Task prompt: Write out the material exactly, with the pictures left out.

───── Raw data ─────

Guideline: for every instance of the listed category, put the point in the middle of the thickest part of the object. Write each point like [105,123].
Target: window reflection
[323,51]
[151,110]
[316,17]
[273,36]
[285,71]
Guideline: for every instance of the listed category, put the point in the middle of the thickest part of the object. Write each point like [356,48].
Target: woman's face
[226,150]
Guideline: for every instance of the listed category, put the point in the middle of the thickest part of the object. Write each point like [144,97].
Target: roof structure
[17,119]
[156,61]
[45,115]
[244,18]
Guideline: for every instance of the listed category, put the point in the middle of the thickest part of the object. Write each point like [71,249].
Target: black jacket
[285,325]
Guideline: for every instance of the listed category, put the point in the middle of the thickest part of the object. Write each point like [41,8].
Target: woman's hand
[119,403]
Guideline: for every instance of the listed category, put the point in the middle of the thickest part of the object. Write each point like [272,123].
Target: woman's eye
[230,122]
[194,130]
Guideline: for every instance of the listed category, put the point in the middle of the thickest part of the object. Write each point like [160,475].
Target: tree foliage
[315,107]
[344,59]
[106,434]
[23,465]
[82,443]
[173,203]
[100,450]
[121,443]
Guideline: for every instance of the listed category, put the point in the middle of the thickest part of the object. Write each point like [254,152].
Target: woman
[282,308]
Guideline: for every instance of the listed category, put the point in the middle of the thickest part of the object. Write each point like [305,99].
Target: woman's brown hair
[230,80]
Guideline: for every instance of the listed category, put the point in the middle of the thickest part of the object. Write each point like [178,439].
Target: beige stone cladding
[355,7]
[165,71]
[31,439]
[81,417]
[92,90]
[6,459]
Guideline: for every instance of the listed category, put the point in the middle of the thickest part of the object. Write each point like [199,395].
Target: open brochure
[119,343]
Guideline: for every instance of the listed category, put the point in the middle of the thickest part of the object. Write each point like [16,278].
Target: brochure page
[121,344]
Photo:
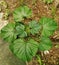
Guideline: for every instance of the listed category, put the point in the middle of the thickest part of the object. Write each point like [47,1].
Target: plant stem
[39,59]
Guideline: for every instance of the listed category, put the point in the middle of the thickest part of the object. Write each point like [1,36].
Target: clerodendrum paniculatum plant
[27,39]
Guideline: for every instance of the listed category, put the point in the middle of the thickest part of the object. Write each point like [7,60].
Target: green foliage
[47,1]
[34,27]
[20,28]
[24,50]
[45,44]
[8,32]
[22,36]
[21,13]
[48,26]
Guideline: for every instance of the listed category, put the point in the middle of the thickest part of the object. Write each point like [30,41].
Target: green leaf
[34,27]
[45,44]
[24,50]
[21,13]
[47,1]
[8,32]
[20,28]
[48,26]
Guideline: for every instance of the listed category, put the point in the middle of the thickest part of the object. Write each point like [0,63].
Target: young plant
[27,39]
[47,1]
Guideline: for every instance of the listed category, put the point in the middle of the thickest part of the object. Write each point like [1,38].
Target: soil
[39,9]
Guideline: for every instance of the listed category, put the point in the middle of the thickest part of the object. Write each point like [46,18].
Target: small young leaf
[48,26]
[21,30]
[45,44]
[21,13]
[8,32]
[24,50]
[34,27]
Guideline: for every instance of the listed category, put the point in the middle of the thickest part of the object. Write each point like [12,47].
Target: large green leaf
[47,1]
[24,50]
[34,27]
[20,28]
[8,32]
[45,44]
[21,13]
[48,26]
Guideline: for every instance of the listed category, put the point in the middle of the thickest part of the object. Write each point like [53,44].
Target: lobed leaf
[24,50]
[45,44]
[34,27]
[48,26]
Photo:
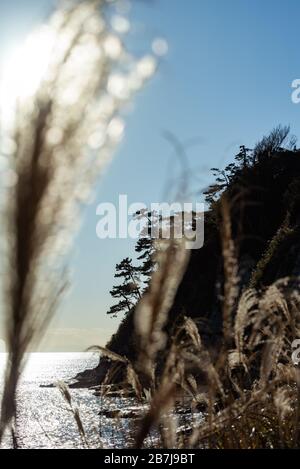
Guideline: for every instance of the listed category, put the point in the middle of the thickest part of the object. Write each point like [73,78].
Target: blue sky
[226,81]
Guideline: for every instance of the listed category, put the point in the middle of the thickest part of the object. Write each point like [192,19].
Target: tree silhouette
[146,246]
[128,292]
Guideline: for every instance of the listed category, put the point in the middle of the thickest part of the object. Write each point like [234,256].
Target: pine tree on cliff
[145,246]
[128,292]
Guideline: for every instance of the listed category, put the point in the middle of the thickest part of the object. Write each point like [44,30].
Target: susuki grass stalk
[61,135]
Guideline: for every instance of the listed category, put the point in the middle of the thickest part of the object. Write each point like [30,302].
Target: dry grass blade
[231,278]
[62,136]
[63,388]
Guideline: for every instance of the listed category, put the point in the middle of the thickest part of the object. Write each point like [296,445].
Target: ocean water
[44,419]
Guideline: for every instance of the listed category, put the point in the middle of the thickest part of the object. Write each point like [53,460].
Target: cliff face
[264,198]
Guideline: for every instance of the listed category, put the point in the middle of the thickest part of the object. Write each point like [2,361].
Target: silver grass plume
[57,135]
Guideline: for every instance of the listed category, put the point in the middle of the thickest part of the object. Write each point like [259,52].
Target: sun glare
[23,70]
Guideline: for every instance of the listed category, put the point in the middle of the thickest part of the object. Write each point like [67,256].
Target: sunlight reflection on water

─────

Finished answer:
Guideline: for every instance of the listed category, put the point in the middle of the thickest part of the object. Write each point like [105,123].
Target: window reflection
[323,51]
[151,110]
[316,17]
[273,36]
[285,71]
Guideline: for every instance of the listed category, put the point in the middle of the thickest part of the object. Write each point like [356,48].
Target: woman's face
[226,150]
Guideline: for every instance of the listed category, put the point in the middle of the thickest part of the object. Write each point like [144,97].
Target: roof structure
[17,119]
[156,61]
[45,115]
[244,18]
Guideline: for every instance of the listed category, put the point in the middle of the thickest part of the object. Write each point like [71,249].
Target: black jacket
[285,325]
Guideline: for every instance of the listed category, put the point in the middle of the thickest part of the object. Write each point like [41,8].
Target: woman's hand
[119,403]
Guideline: for every instance of the listed category, put the point in the middle of the thickest part of the object. Write each point like [272,123].
Target: woman's eye
[230,122]
[194,130]
Guideline: for every instance of the listed category, put the point in the middle of the thickest part of the object. Write each point like [160,475].
Target: tree foliage
[315,107]
[344,59]
[106,434]
[23,465]
[82,443]
[173,203]
[100,450]
[121,443]
Guideline: for every instance of the listed category, put the point in the middle of the thickest part of the object. Write each point like [254,152].
Target: woman
[282,308]
Guideline: for every instance of the listed category, put the point in the middle of the thickest part of the object. Write each point like [305,99].
Target: woman's brown hair
[230,80]
Guideline: for every instance of the listed category, put the point in the middle of the thickest part of the object. Write each point like [178,439].
Target: beige stone cladding
[355,7]
[165,71]
[31,439]
[81,417]
[92,90]
[6,459]
Guideline: for every instance of the listed category, put the point in the middle of the thickest part of the object. Write each point like [199,395].
Target: open brochure
[119,343]
Guideline: for every instance of the listed category, put the point in the middle of the thickest part of the object. Write each point like [16,278].
Target: brochure page
[121,344]
Photo:
Guideline: for every instance of the listed category, put the point in the middle of the thickest part of the object. Write each point like [47,1].
Target: plant stem
[39,59]
Guideline: for every instance of the listed category, put the point in the middle of the thickest part of the object. Write each point like [1,36].
Target: clerodendrum paniculatum plant
[27,39]
Guideline: for every instance of the listed category, put the point in the middle of the thickest part of the object. Write each point like [7,60].
Target: green foliage
[47,1]
[34,27]
[20,28]
[24,50]
[45,44]
[8,32]
[22,36]
[21,13]
[48,26]
Guideline: for every instance of the listed category, put the point in the middle of the thickest part of the object. Write each point like [30,41].
Target: green leaf
[34,27]
[45,44]
[24,50]
[21,13]
[47,1]
[8,32]
[20,28]
[48,26]
Guideline: for every instance of the listed category, put the point in the middle of the thickest part of the object. Write each point like [0,63].
Target: young plant
[27,39]
[47,1]
Guideline: for every instance of the listed category, put the point in the middle of the thickest part of the object. Write each point like [1,38].
Target: soil
[39,9]
Guideline: for every instance of the listed category, put the point in the middle of the thickest part of the object. Write each point like [46,18].
Target: small young leaf
[48,26]
[21,30]
[45,44]
[21,13]
[8,32]
[24,50]
[34,27]
Guideline: for every instance of the listed category, put the point in the middle of the thickest part of the object. Write each point like [12,47].
Target: large green leaf
[47,1]
[24,50]
[34,27]
[20,28]
[8,32]
[45,44]
[21,13]
[48,26]
Guideline: for every instance of the listed category, put the point in the middle of the thickest part of the object. Write each point like [53,44].
Target: lobed leaf
[24,50]
[45,44]
[34,27]
[48,26]
Photo:
Guideline: for every instance of the listed category, put the point in the middle of the thickest part of the object. Write each point like [73,78].
Target: blue sky
[226,81]
Guideline: for every instance of the listed category, put the point in the middle of the thickest part of the object. Write each point like [192,19].
Target: tree silhouette
[146,246]
[128,292]
Guideline: for every instance of the listed category, put the point in the middle of the thickest part of the object. Write each point like [234,256].
Target: pine tree on cliff
[145,246]
[128,292]
Guideline: for every instance of the listed category, put the point in the middle of the thickest part of the object. Write each point like [44,30].
Target: susuki grass stalk
[61,135]
Guideline: for every instance of the listed category, put the point in the middle of the thickest part of the object. Write each point like [30,302].
Target: dry grass blade
[231,278]
[62,136]
[63,388]
Guideline: for every instance of the listed category, put the point in the middle of the thickest part of the object. Write each point like [296,445].
Target: ocean water
[44,419]
Guideline: for every instance of the listed category, put the point in the middle of the thickest part of the object. Write each point like [53,460].
Target: cliff face
[264,198]
Guideline: for every instance of the listed category, put the point in the middle of the thickest part of the object. Write each point like [2,361].
Target: silver grass plume
[57,135]
Guideline: for every instance of the listed category, put the point in the middle of the thickest part of the object. Write each point like [259,52].
Target: sun glare
[23,70]
Guideline: for every instance of the listed category, put the point in the middle of the thickest part of the object. Write each point like [67,256].
Target: sunlight reflection on water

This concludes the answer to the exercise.